## Given exercise:
Update the items below by replacing "light brown" with "golden brown" and leave everything else unchanged.

## Saved entries:

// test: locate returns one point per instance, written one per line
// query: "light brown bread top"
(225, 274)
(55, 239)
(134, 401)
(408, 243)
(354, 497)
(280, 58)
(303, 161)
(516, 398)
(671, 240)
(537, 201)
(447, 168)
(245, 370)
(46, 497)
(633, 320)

## Task result:
// test: locate returns one point per instance, written one per line
// query: "golden brown bread top"
(225, 274)
(55, 239)
(134, 401)
(408, 243)
(354, 497)
(280, 58)
(303, 161)
(516, 398)
(671, 240)
(537, 201)
(447, 168)
(245, 370)
(46, 497)
(633, 320)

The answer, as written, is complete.